**REQUEST:** Copy every one of the records below word for word, leaving out the picture.

**WORKING DATA:**

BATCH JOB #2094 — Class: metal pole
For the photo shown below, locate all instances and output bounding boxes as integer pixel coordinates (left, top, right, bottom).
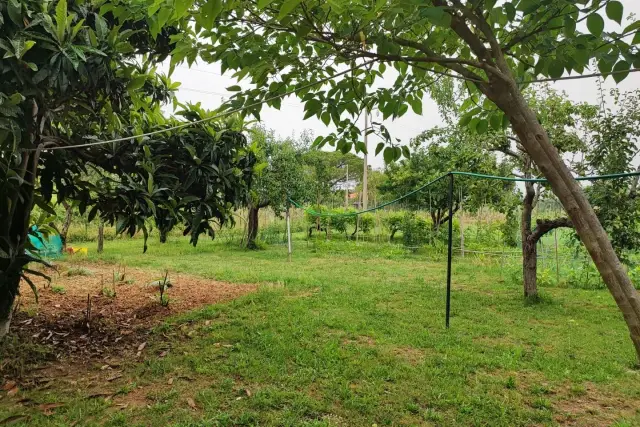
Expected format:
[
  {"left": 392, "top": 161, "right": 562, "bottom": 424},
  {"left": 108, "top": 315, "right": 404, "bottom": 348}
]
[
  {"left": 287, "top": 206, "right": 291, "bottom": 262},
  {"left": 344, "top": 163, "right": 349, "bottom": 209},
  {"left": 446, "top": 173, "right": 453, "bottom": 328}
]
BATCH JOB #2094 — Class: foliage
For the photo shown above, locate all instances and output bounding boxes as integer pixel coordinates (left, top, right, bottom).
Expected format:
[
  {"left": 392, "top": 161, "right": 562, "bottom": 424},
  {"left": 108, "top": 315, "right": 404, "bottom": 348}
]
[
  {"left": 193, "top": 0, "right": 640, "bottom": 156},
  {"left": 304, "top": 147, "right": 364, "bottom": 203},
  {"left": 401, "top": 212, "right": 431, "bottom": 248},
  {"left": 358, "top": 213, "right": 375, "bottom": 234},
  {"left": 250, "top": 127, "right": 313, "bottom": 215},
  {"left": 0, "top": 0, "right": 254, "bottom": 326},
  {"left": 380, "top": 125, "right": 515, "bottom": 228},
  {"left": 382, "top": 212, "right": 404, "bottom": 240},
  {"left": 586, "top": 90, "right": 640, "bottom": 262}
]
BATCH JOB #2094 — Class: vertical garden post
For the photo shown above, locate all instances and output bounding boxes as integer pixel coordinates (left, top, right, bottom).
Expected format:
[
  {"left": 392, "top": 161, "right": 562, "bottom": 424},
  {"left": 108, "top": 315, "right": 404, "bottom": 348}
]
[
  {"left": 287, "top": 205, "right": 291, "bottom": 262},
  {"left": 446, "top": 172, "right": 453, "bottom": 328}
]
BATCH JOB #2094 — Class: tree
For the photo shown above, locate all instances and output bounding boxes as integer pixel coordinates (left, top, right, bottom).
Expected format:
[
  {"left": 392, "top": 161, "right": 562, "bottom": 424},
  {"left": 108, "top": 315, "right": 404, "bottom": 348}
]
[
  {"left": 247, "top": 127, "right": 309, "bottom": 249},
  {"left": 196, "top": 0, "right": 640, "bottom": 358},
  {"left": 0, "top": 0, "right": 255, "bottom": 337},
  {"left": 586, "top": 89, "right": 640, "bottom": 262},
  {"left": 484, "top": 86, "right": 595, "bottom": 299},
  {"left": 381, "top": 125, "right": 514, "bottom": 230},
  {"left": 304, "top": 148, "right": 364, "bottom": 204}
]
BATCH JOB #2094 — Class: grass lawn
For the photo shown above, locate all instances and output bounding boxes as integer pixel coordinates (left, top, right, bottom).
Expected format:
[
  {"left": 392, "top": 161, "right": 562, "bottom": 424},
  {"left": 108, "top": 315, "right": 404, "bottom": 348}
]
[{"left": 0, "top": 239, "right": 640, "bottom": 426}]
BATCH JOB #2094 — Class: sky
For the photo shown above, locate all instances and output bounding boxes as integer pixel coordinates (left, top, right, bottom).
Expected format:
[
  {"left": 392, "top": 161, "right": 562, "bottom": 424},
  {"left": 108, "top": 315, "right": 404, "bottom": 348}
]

**TASK OUTPUT:**
BATCH JOB #2094 — Class: metal pole
For the photo shown below, locate all instances and output bounding boxes as integer pixel coordinates (left, top, right, bottom).
Expected format:
[
  {"left": 392, "top": 161, "right": 562, "bottom": 424},
  {"left": 108, "top": 315, "right": 404, "bottom": 348}
]
[
  {"left": 287, "top": 206, "right": 291, "bottom": 262},
  {"left": 344, "top": 163, "right": 349, "bottom": 209},
  {"left": 446, "top": 173, "right": 453, "bottom": 328}
]
BATCH JOB #2094 — Class: foliage
For the photo shown above, locate all instances and output bounding boxes as integer pixel coordinates (left, top, right, bottom).
Expected format:
[
  {"left": 392, "top": 161, "right": 562, "bottom": 424},
  {"left": 108, "top": 315, "right": 404, "bottom": 348}
]
[
  {"left": 193, "top": 0, "right": 640, "bottom": 156},
  {"left": 304, "top": 147, "right": 364, "bottom": 203},
  {"left": 401, "top": 212, "right": 431, "bottom": 248},
  {"left": 358, "top": 213, "right": 375, "bottom": 234},
  {"left": 250, "top": 127, "right": 313, "bottom": 215},
  {"left": 0, "top": 0, "right": 254, "bottom": 326},
  {"left": 380, "top": 125, "right": 515, "bottom": 228},
  {"left": 382, "top": 212, "right": 404, "bottom": 240},
  {"left": 586, "top": 90, "right": 640, "bottom": 262}
]
BATCH JOB #2094 — Class: vertical garden post
For the photo shown above, locate all instances and output bounding boxes as integer pixel coordinates (left, top, right, bottom).
Expected format:
[
  {"left": 392, "top": 161, "right": 562, "bottom": 424},
  {"left": 108, "top": 315, "right": 404, "bottom": 348}
]
[
  {"left": 287, "top": 205, "right": 291, "bottom": 262},
  {"left": 446, "top": 172, "right": 453, "bottom": 328}
]
BATCH JOB #2094 — Class: tree
For the photo shown above, locate all instances and output bounding boxes as integer pixel coordinates (left, top, right, bottom).
Expected format:
[
  {"left": 392, "top": 161, "right": 562, "bottom": 424},
  {"left": 108, "top": 315, "right": 404, "bottom": 348}
]
[
  {"left": 247, "top": 127, "right": 309, "bottom": 249},
  {"left": 196, "top": 0, "right": 640, "bottom": 358},
  {"left": 0, "top": 0, "right": 255, "bottom": 337},
  {"left": 586, "top": 89, "right": 640, "bottom": 262},
  {"left": 484, "top": 86, "right": 595, "bottom": 299},
  {"left": 381, "top": 125, "right": 514, "bottom": 230},
  {"left": 304, "top": 148, "right": 364, "bottom": 204}
]
BATCH JOB #2094 — Class: grass lawn
For the photo shown above, locate all instances and output bounding boxes as integer pixel coordinates (left, top, right, bottom).
Expected format:
[
  {"left": 392, "top": 161, "right": 562, "bottom": 424},
  {"left": 108, "top": 315, "right": 404, "bottom": 348}
]
[{"left": 0, "top": 239, "right": 640, "bottom": 426}]
BATCH JOB #2094 — Class: sky
For the photo shown above, locate all instances and output bounding boxes as integer pixel coordinates (left, top, right, bottom).
Expected format:
[
  {"left": 392, "top": 161, "right": 562, "bottom": 424},
  {"left": 108, "top": 315, "right": 404, "bottom": 348}
]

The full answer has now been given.